* What the task asks *
Switch "galaxy" to "universe" in the Reach for the Stars text below, then write out that text from "Reach for the Stars is" up to and including "invade enemy-held territory.".

Reach for the Stars is a conventional empire-building game set in space. Your task is to research new technologies, build advanced ships, explore neighboring star systems, and eventually conquer the galaxy as you expand your forces from your home planet. Along the way you'll encounter alien races, fight massive space battles, and invade enemy-held territory.
Reach for the Stars plays out over a square map grid containing various star systems. Each system can have multiple planets, and these planets vary in levels of habitability for each race in the game. Once a planet has been colonized, you can develop it by building industrial, defense, research, shipyard, and training facilities. There are only six different building types total, and these can be upgraded from one level to another. Planets produce one new building per turn, assuming they have enough resource points to do so.
The player starts off with one planet that has Level 1 technology and a middle level environment. Three types of ships are available:
Scouts - very inexpensive, incapable of fighting or carrying colonists. These can be used as a low-cost, low-risk means to learn the composition of unknown star systems or the locations and makeup of enemy fleets.
Transports - incapable of fighting, but can carry colonists
Warships - incapable of carrying colonists, but can fight
Starting players have limited funds, and have to decide where to invest the funds (technology upgrades, ships,or environmental upgrades). Upgrading a world's planetary environment, for example, means that its population grows more quickly, improving production; this is a mixed blessing, however, because if the population grows beyond the maximum allowed for that planet, the costs to feed the population skyrocket. Building a lot of ships early can win a player the game, if the player finds his enemies' home planets before they manage to upgrade their military technology; on the other hand, it can lead to a loss if the player's opponents upgrade first and attack with superior ships.

* Data shown *
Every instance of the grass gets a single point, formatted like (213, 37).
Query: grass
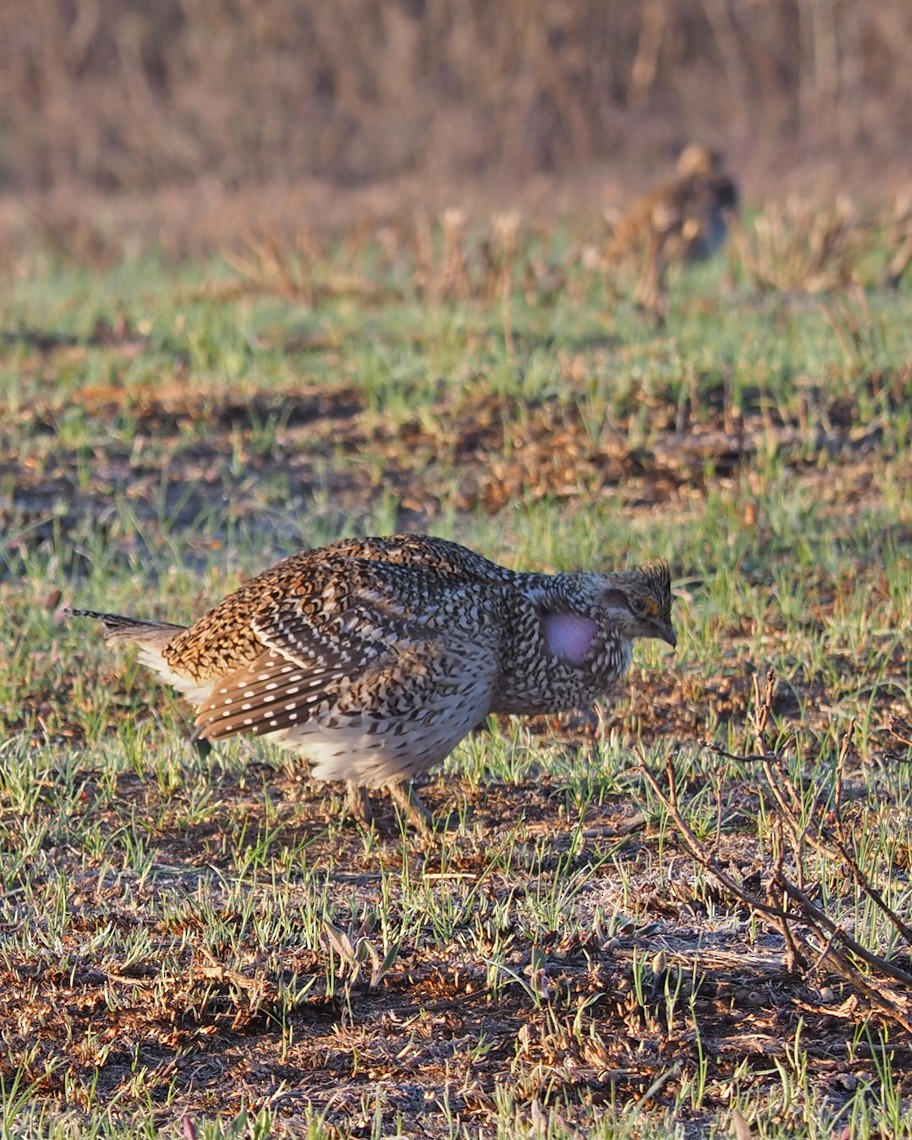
(203, 945)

* Task solution *
Reach for the Stars is a conventional empire-building game set in space. Your task is to research new technologies, build advanced ships, explore neighboring star systems, and eventually conquer the universe as you expand your forces from your home planet. Along the way you'll encounter alien races, fight massive space battles, and invade enemy-held territory.